• **Brano proposto**
((

Sāṅkhya significa letteralmente “enumerazione” e il termine allude a una delle caratteristiche della scuola, ossia l'enumerazione di 25 principi (tattva). Di questi, i primi due sono
1) puruṣa, o “spirito”, la pura coscienza
2) mūlaprakṛti, la natura primordiale
Solo questi due primi principi esistono indipendentemente e sono per sempre separati l'uno dall'altra. I restanti 23 principi, in ordine dal più sottile al più grosso, sono evoluzioni di mūlaprakṛti. Questi sono:
3) intelletto (buddhi)
4) senso dell'io (ahaṅkāra)
5) mente come senso interno (manas)
seguono i sensi (buddhīndriya):
6) udito
7) tatto
8) vista
9) gusto
10) olfatto
seguono le facoltà di azione (karmendriya):
11) parola
12) prensione (pāṇi, letteralmente “mano”)
13) mozione (pāda, letteralmente “piede”)
14) escrezione
15) procreazione
poi, i cinque elementi sottili, oggetto dei sensi (tanmātra):
16) suono (śabda)
17) qualità tangibile (sparśa)
18) forma-colore (rūpa)
19) gusto
20) odore
infine, i cinque elementi grossi (mahābhūta):
21) spazio, etere (ākāśa)
22) vento, aria (vāyu)
23) fuoco
24) acqua
25) terra

6 prakṛti nel Sāṅkhya

Il Sāṅkhya è probabilmente il più antico fra i sistemi filosofici indiani. Elementi di Sāṅkhya si trovano già nelle Upaniṣad più antiche, e un sistema già definibile come “Sāṅkhya” è esposto nel Mahābhārata. La scuola viene poi sistematizzata successivamente (ed è a questo livello che faremo riferimento qui), ma elementi di filosofia sāṅkhya restano inoltre in gran parte dei sistemi indiani, dallo Yoga (che si basa completamente sulle Sāṅkhyakārikā) al Vedānta e alle scuole scivaite (per cui rimando alla quarta lezione).
Tornando al Sāṅkhya come sistematizzato in testi che si occupino direttamente di filosofia, abbiamo accennato a come ogni scuola assuma come proprio fondamento un testo aforistico, che poi le generazioni successive di appartenenti alla scuola commentano. Il testo base del Sāṅkhya si chiama Sāṅkhyakārikā (“Le Strofe del Sāṅkhya”, di Īśvarakṛṣṇa, d'ora in poi SK) e il suo principale commento, la Yuktidīpikā (“La lampada del ragionamento”, di Rajana Gopalaka)contiene in sé sia il livello vārttika (commenti in frasi brevissime e sintetiche, quasi aforismi essi stessi e non sempre di facile comprensione) sia quello bhāṣya (commento esteso).

))

• **Dati forniti**
((

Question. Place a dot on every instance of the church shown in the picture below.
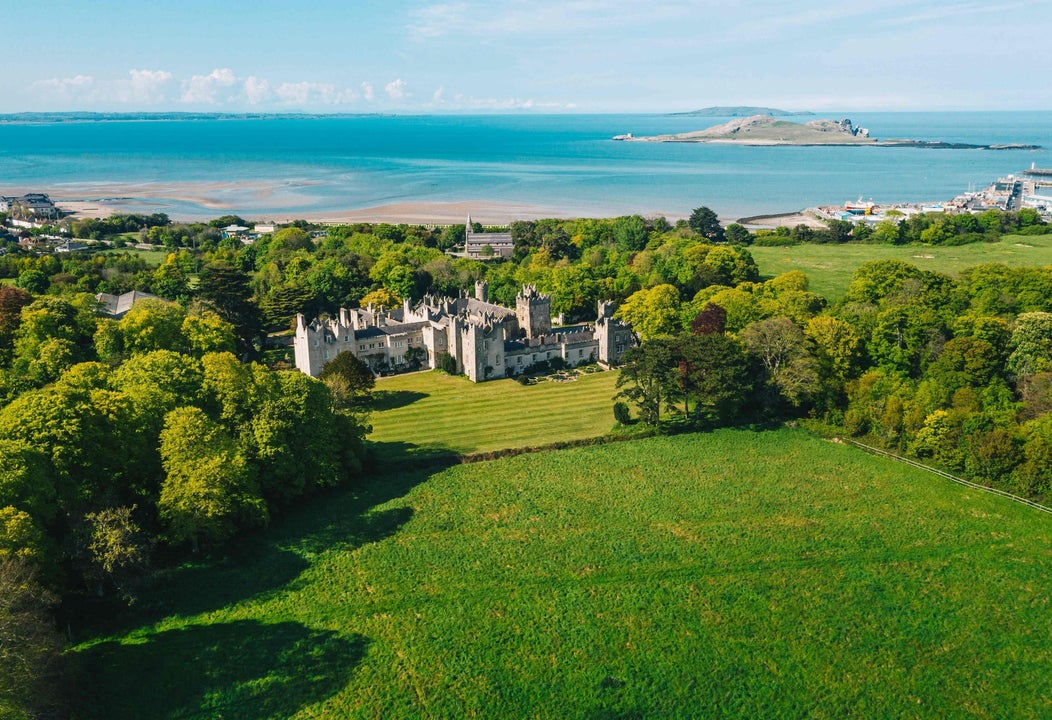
(486, 340)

))

• **Istruzioni**
Per favore, indica qual è il principale commento alle Sāṅkhyakārikā secondo il brano sul Sāṅkhya.

• **Risposta attesa**
È la Yuktidīpikā (“La lampada del ragionamento”).